Task instructions — Can you update the records below by replacing "Note to the class" with "Instruction" everywhere and leaving everything else unchanged?

Source data:
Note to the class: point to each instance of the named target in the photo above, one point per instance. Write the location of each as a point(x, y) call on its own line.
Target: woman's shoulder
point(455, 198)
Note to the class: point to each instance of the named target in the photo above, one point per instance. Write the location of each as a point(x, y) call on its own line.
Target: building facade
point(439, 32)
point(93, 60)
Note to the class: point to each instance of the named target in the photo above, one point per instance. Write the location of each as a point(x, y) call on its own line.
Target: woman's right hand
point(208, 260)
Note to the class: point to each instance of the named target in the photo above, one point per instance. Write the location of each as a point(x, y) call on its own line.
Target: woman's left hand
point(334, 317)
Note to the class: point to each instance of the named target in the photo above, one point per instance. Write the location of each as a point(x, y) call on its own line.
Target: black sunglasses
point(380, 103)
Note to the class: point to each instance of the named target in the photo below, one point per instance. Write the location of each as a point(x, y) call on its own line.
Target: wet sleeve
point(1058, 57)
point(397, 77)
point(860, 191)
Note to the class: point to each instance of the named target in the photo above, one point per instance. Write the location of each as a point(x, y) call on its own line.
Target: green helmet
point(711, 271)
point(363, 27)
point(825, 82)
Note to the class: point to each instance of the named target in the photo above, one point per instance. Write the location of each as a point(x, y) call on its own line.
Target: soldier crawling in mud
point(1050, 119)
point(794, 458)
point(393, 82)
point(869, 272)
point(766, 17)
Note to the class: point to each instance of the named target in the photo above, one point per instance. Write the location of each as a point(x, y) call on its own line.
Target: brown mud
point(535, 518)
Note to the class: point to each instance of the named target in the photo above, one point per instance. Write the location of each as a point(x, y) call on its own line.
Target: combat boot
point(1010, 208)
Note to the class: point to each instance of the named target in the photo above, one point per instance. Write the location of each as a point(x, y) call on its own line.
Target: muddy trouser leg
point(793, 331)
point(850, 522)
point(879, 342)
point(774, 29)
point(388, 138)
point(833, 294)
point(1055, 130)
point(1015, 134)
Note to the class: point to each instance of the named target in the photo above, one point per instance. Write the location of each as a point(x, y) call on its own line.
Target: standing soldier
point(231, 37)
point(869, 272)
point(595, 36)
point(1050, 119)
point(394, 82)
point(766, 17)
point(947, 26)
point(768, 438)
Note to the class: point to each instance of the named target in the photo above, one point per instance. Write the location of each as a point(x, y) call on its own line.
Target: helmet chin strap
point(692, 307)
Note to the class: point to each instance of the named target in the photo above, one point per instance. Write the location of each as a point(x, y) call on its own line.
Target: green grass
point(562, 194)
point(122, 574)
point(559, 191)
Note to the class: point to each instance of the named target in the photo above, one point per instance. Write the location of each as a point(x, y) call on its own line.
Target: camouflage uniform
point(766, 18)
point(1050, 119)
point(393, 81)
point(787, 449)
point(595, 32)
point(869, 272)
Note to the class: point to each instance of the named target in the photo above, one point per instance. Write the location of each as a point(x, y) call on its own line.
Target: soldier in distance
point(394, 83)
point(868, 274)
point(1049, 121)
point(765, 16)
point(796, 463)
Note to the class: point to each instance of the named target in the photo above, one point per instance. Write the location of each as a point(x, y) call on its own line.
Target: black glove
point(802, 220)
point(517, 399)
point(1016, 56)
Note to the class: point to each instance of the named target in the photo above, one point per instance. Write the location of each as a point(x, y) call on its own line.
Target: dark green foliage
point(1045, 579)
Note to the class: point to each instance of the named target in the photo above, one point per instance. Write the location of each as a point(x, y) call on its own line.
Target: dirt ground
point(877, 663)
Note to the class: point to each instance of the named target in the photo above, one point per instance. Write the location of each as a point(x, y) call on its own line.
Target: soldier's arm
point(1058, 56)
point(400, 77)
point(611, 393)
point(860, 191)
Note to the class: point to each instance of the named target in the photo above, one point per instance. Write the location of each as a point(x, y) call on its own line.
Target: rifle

Answer to the exercise —
Instruction: point to each instance of the named target in the photo above, one point per instance. Write the location of each as a point(x, y) call on its own line.
Target: woman's shoulder
point(455, 198)
Instruction: point to each instance of the named target in the photo above, one point per instance. Write the location of each as a point(x, y) call on its own line.
Target: building facade
point(439, 32)
point(93, 60)
Instruction: point to each instance of the named target in the photo above, one point per instance. Write the location of each as a point(x, y) call on its own line.
Target: woman's right hand
point(208, 260)
Instruction: point to each instance of the named target in the photo above, one point per instance. Write the location of each as a point(x, y) call on its own line.
Target: woman's left hand
point(334, 317)
Instruction: point to each instance of the named target in the photo above, one point per instance. Write the location of each as a point(x, y) call on its own line.
Target: black sunglasses
point(380, 103)
Instruction: point to each instance of the named target in the photo below, one point per instance. Write the location of each as a point(x, y) call on its own line.
Target: wet sleeve
point(1058, 57)
point(397, 77)
point(860, 191)
Instruction: point to each instance of the named target in the photo above, one point per instance. Write the location of each as a point(x, y) call on its own line.
Target: green helmet
point(711, 271)
point(363, 27)
point(825, 82)
Instruction: point to each instance of the named target in the photo above, one point per instance. Write the location of each as a point(x, y) call on its own line.
Target: soldier crawling in mud
point(1050, 119)
point(794, 458)
point(393, 82)
point(869, 272)
point(766, 17)
Instruction: point to each instance of the named target in the photo above, one point per instance. Write the location of each as a point(x, y) call on its own line.
Target: brown mud
point(535, 518)
Instruction: point to each instance of the named target in the photo above, one point per instance. Write the location of each as a point(x, y) call on its own line.
Target: combat boot
point(1010, 208)
Instruction: point to each instance of the named target in the photo above, one point per instance. Write the location of each as a point(x, y) call on its own line.
Target: muddy trouser leg
point(793, 331)
point(850, 522)
point(879, 342)
point(774, 29)
point(388, 138)
point(833, 294)
point(1055, 130)
point(1015, 134)
Instruction: point to each instance of the named target in the photo above, one point per instance. Write the location of each as a point(x, y) call on its own line.
Target: standing soldier
point(231, 37)
point(869, 272)
point(595, 36)
point(1050, 119)
point(394, 82)
point(766, 17)
point(947, 26)
point(768, 438)
Instruction: point to each instance of the named target in the photo above, one point per instance. Write the location of each as a point(x, y) call on its own line.
Target: helmet chin strap
point(692, 307)
Instruction: point to each instance of the named target in the photo above, one point per instance. Write the location of each as a point(x, y) call on its own line.
Target: green grass
point(562, 194)
point(122, 574)
point(559, 191)
Instruction: point to each instance of the named target in the photo above, one point per instance. Write the location of each as a point(x, y) call on its own line.
Target: camouflage uniform
point(766, 18)
point(1050, 119)
point(393, 81)
point(787, 449)
point(595, 32)
point(869, 272)
Instruction: point to each instance of the named target in the photo above, one point per instance. Write the location of each as a point(x, y) call on its own line.
Target: soldier in distance
point(394, 83)
point(868, 274)
point(1049, 121)
point(765, 16)
point(796, 463)
Instruction: point to each instance of the named target in the photo above, one point per instance. Write the location of each as a point(x, y) call on its own line.
Target: black glove
point(802, 220)
point(517, 399)
point(1016, 56)
Instruction: point to each instance of the named target in the photo above, one point per instance. Write the location of each as a point(x, y) call on its own line.
Target: dark green foliage
point(1045, 579)
Instruction: point to each instance of the named target in the photo above, one point per instance. Write the location of each as a point(x, y) call on its own line.
Target: dirt ground
point(877, 663)
Instruction: point to each instance of the named target in the photo above, one point per instance. Write the location of each as a point(x, y) call on its own line.
Target: soldier's arm
point(1058, 56)
point(400, 77)
point(611, 393)
point(860, 191)
Instruction: point to each instance of the named target in the photo above, one point per instance. Write the location of each as a point(x, y) call on its own line.
Target: rifle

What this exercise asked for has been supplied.